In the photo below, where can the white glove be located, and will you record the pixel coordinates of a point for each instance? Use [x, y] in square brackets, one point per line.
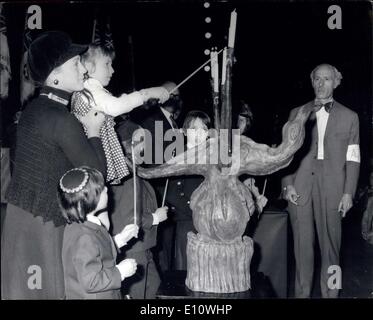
[160, 215]
[261, 202]
[127, 268]
[129, 231]
[155, 93]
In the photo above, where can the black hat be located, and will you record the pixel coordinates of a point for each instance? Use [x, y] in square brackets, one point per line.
[50, 50]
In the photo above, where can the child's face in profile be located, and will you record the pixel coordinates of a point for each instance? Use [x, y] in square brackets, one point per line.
[102, 203]
[102, 70]
[197, 132]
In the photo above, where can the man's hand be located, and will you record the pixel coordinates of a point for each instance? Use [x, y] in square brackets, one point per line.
[291, 195]
[160, 215]
[159, 93]
[345, 204]
[127, 268]
[129, 231]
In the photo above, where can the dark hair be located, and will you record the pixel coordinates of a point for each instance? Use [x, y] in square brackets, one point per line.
[196, 114]
[76, 205]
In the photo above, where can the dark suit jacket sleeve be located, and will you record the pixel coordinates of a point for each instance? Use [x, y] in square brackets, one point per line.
[288, 179]
[90, 270]
[353, 167]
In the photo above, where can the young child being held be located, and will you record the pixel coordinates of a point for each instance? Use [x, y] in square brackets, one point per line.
[98, 62]
[89, 252]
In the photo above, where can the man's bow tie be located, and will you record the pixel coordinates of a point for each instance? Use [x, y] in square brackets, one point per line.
[319, 105]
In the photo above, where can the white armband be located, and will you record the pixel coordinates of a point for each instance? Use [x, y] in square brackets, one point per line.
[353, 153]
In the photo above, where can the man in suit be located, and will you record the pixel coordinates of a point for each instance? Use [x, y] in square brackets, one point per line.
[321, 182]
[158, 121]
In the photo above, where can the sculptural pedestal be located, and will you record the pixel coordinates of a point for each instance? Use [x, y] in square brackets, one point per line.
[219, 267]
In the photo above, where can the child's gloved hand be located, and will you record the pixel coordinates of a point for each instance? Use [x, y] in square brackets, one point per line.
[261, 202]
[160, 215]
[129, 231]
[159, 93]
[127, 268]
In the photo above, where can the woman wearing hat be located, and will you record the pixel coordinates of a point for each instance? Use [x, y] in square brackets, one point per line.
[50, 141]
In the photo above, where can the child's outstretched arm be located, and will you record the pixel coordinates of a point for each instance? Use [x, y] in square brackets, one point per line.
[126, 102]
[160, 215]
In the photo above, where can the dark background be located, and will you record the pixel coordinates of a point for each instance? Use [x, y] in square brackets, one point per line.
[277, 46]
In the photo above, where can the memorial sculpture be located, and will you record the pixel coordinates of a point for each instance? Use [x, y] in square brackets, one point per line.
[218, 255]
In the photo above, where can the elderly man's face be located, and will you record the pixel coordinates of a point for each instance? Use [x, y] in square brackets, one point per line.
[324, 82]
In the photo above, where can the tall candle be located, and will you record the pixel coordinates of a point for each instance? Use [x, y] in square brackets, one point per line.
[232, 29]
[216, 73]
[134, 185]
[212, 63]
[224, 67]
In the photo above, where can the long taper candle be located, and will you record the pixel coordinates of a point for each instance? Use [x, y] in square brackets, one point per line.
[224, 66]
[232, 29]
[216, 72]
[134, 185]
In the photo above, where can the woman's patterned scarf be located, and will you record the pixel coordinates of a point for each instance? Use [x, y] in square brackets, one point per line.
[116, 165]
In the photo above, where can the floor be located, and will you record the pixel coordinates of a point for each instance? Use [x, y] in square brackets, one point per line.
[356, 260]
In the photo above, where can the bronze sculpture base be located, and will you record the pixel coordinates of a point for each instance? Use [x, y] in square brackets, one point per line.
[218, 267]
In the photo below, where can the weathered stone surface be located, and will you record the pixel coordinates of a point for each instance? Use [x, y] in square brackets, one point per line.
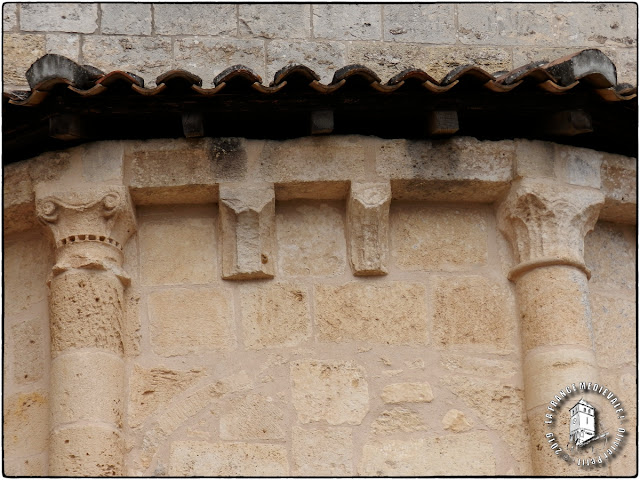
[29, 350]
[434, 24]
[389, 59]
[619, 176]
[397, 420]
[314, 159]
[456, 421]
[554, 307]
[275, 315]
[347, 22]
[425, 237]
[500, 405]
[153, 388]
[325, 452]
[474, 311]
[25, 424]
[145, 56]
[334, 391]
[9, 16]
[71, 446]
[255, 417]
[247, 223]
[310, 239]
[407, 392]
[323, 57]
[208, 56]
[65, 44]
[59, 17]
[129, 19]
[368, 228]
[609, 252]
[187, 321]
[178, 246]
[597, 24]
[392, 313]
[196, 19]
[227, 459]
[504, 24]
[614, 328]
[274, 21]
[463, 454]
[19, 51]
[96, 381]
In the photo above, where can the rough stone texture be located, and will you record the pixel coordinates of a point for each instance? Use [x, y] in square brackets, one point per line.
[275, 315]
[398, 419]
[154, 176]
[614, 327]
[347, 22]
[227, 459]
[25, 424]
[392, 313]
[65, 44]
[463, 454]
[500, 405]
[506, 24]
[333, 391]
[153, 388]
[368, 228]
[102, 445]
[407, 392]
[207, 57]
[19, 51]
[434, 24]
[29, 357]
[474, 311]
[425, 237]
[456, 421]
[255, 417]
[128, 19]
[326, 452]
[275, 21]
[59, 17]
[247, 223]
[618, 183]
[177, 247]
[389, 59]
[86, 310]
[310, 240]
[554, 307]
[313, 159]
[201, 19]
[323, 57]
[97, 382]
[145, 56]
[609, 252]
[187, 321]
[9, 16]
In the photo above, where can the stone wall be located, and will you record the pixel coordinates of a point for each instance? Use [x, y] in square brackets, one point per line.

────────────────────

**WHAT IS BEING ASKED**: Copy all the records above exactly, but leave out the pictures.

**SOLVED PROBLEM**:
In the photo below, where can the white glove be located, and will you record the pixel coordinates of a point for each instance? Use [x, y] in square brackets, one point per line.
[160, 215]
[261, 202]
[127, 268]
[129, 231]
[155, 93]
In the photo above, where can the black hat be located, and will you record the pixel coordinates of a point for each instance? Use [x, y] in square brackets, one point per line.
[50, 50]
In the photo above, where can the child's face in profile be located, and will you record the pixel coordinates of a point for each instance? Use [x, y] in square brackets, one point per line.
[102, 203]
[102, 70]
[197, 132]
In the photo above, where can the man's hand be located, and will you record the pixel coordinates of a point for each instance? Use [x, y] in square brackets, one point per line.
[291, 195]
[160, 215]
[159, 93]
[345, 204]
[127, 268]
[129, 231]
In the photo above, where can the dark hair be located, and will you record the pixel coordinates of a point for each instance? Use [x, y] in square brackets, one point per line.
[196, 114]
[76, 205]
In the photo above, where can the dark suit jacket sleeve be located, and will you record the pixel coordinates of a point for each instance? Use [x, y] in square brackets, one point per line.
[288, 179]
[90, 270]
[353, 167]
In the photo above, where can the young child being held be located, and will you record the pixel coordinates of a point for each instance? Use [x, y] in square brackets, one point per line.
[98, 62]
[89, 252]
In the photo above, where can the man's bow tie be located, and will you record the pixel coordinates of a point for each instance? Use [x, y] in square brackets, one point per line.
[319, 105]
In the photo above, where can the white armband be located, and will you record the pixel coordinates of a point for each instance? Use [x, y] in square brackets, one point per line.
[353, 153]
In the photo above, where can the man in suit be located, and will you record the pixel coordinates of a point for each instance? Use [x, y] in square brackets, one point per line.
[321, 182]
[158, 121]
In the photo above, where can the sculptural pedestal be located, and will you record the pixel coordinates of a point for each instance? Use [x, y] in square brackets, one point per line.
[219, 267]
In the photo above, where can the child's gloved hand be located, and will you record the pixel coordinates of a point for each instance? Use [x, y] in square brackets, one point per line.
[261, 202]
[160, 215]
[129, 231]
[159, 93]
[127, 268]
In the photo above, where can the woman wearing hat be located, and will you record the pixel coordinates of a point for each instance? Use [x, y] in square brackets, one point per line.
[50, 141]
In the photo above, where can the child's outstretched arm be located, and will you record the pixel coordinates of a point for each instance? Use [x, y] in square brackets, one point per line.
[126, 102]
[160, 215]
In the photo above, where can the dark background be located, and will you record the pixel coordinates of a point for each instance? Use [x, y] in square brackets, one point per line.
[277, 46]
In the photo above, where can the memorial sculpture be located, and will you record the pixel coordinates of a point for each instance? Use [x, y] in square brackets, one point per line.
[218, 255]
In the photo above, where can the elderly man's face be located, and will you record the pixel coordinates of a point for each instance? Use [x, y] in square brackets, one point per line.
[324, 82]
In the photo above, where can the tall candle be located, and will you record the pixel coordinates of a point for each instance? Use [x, y] in square brackets, one point per line.
[232, 29]
[216, 73]
[134, 185]
[212, 63]
[224, 67]
In the photo above, where can the long taper candle be located, and will you record the pixel coordinates of a point for each instance? Use [x, y] in square brackets, one point per line.
[224, 66]
[232, 29]
[216, 72]
[134, 185]
In the photo above, where can the woman's patterned scarf be located, and will you record the pixel coordinates of a point for each instance? Use [x, y] in square brackets, one point per line.
[116, 165]
In the photo above, where can the floor be located, and will you record the pixel coordinates of a point for each instance? Use [x, y] in square brackets, one point per line.
[356, 260]
In the photo above, where can the bronze sculpture base be located, and will you record the pixel coordinates of a point for each instance? Use [x, y] in square brackets, one point per line.
[218, 267]
In the photo below, where can the weathered stone surface be located, and will you record the pixel coordinates of a point for each instance? Use [x, y] in square brackets, one point per line.
[29, 350]
[434, 24]
[389, 59]
[619, 176]
[397, 420]
[314, 159]
[456, 421]
[554, 307]
[275, 315]
[347, 22]
[425, 237]
[500, 405]
[153, 388]
[325, 452]
[474, 311]
[25, 424]
[145, 56]
[334, 391]
[9, 16]
[71, 446]
[255, 417]
[247, 223]
[310, 239]
[407, 392]
[323, 57]
[208, 56]
[65, 44]
[59, 17]
[129, 19]
[368, 228]
[609, 252]
[187, 321]
[178, 246]
[597, 24]
[392, 313]
[196, 19]
[227, 459]
[504, 24]
[614, 328]
[274, 21]
[463, 454]
[19, 51]
[96, 381]
In the photo above, where can the rough stone texture be located, and will you record the pixel coordinates of a point for each instance? Use [x, y] in square brackets, one point per line.
[275, 315]
[398, 419]
[154, 176]
[614, 327]
[347, 22]
[227, 459]
[25, 424]
[392, 313]
[65, 44]
[463, 454]
[500, 405]
[506, 24]
[333, 391]
[153, 388]
[368, 228]
[102, 445]
[407, 392]
[207, 57]
[19, 51]
[434, 24]
[29, 357]
[474, 311]
[425, 237]
[456, 421]
[255, 417]
[128, 19]
[326, 452]
[275, 21]
[59, 17]
[247, 223]
[618, 183]
[177, 247]
[389, 59]
[86, 310]
[310, 240]
[554, 307]
[313, 159]
[201, 19]
[323, 57]
[97, 382]
[145, 56]
[609, 252]
[187, 321]
[9, 16]
In the photo above, where can the stone wall be located, and will you record the pixel coordinates of a point for each instance? Use [x, y] in square brackets, one point per line.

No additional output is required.